## SET TASK:
Could you turn everything from the line containing "Category: cat's tongue" down to the line containing "[204,99,245,144]", both included, into a JSON list of strings, one string per line, leaving out blank lines?

##########

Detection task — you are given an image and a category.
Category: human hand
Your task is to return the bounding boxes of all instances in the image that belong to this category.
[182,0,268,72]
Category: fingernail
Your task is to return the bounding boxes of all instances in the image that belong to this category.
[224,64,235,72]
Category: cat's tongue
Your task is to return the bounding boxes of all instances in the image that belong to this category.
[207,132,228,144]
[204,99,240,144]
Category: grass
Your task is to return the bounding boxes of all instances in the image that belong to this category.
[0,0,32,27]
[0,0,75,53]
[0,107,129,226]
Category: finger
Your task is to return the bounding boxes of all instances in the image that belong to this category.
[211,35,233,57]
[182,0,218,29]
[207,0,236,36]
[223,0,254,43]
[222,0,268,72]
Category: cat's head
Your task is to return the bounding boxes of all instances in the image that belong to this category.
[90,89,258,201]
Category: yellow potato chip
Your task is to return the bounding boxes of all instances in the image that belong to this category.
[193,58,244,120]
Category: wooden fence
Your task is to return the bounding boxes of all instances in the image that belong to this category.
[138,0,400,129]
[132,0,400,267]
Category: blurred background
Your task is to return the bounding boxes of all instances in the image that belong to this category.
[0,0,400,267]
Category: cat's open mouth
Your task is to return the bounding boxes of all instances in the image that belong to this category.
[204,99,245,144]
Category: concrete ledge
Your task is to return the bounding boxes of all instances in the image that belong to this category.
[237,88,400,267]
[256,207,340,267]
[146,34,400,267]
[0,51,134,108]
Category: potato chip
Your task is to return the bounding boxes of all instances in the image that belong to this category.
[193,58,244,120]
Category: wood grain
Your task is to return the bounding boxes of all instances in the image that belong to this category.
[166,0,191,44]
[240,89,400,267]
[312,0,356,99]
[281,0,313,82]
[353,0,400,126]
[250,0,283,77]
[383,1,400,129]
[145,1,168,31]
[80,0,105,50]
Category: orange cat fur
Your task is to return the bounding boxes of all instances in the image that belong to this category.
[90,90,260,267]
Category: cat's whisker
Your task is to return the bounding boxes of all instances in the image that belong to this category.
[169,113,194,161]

##########

## CORRECT RESULT:
[
  "Category: cat's tongue",
  "Your task is to return the bounding boxes of all instances in the image that belong to this category.",
  "[207,132,228,144]",
  "[204,99,240,144]",
  "Category: grass",
  "Your task is to return the bounding boxes of all instances in the image that belong to this category.",
  "[0,0,32,27]",
  "[0,0,75,53]",
  "[0,107,129,226]",
  "Category: finger",
  "Your task is to return the bounding boxes of all instances in the image that belong to this category.",
  "[211,35,233,57]",
  "[182,0,218,29]",
  "[207,0,236,36]",
  "[223,0,254,43]",
  "[222,0,268,72]",
  "Category: cat's head",
  "Your task is to return the bounding boxes of all instances in the image that belong to this category.",
  "[90,89,258,201]",
  "Category: yellow potato chip",
  "Your task is to return the bounding boxes of all instances in the image that belong to this category.",
  "[193,58,244,120]",
  "Category: wooden fence",
  "Your task is to return the bounding boxes of all instances in the image that belong to this category.",
  "[138,0,400,129]",
  "[132,0,400,267]",
  "Category: blurred background",
  "Your task is to return the bounding boxes of all instances in the image that belong to this category.",
  "[0,0,400,267]",
  "Category: cat's open mouth",
  "Your task is to return the bounding boxes of all instances in the image that belong to this category.",
  "[204,99,245,144]"
]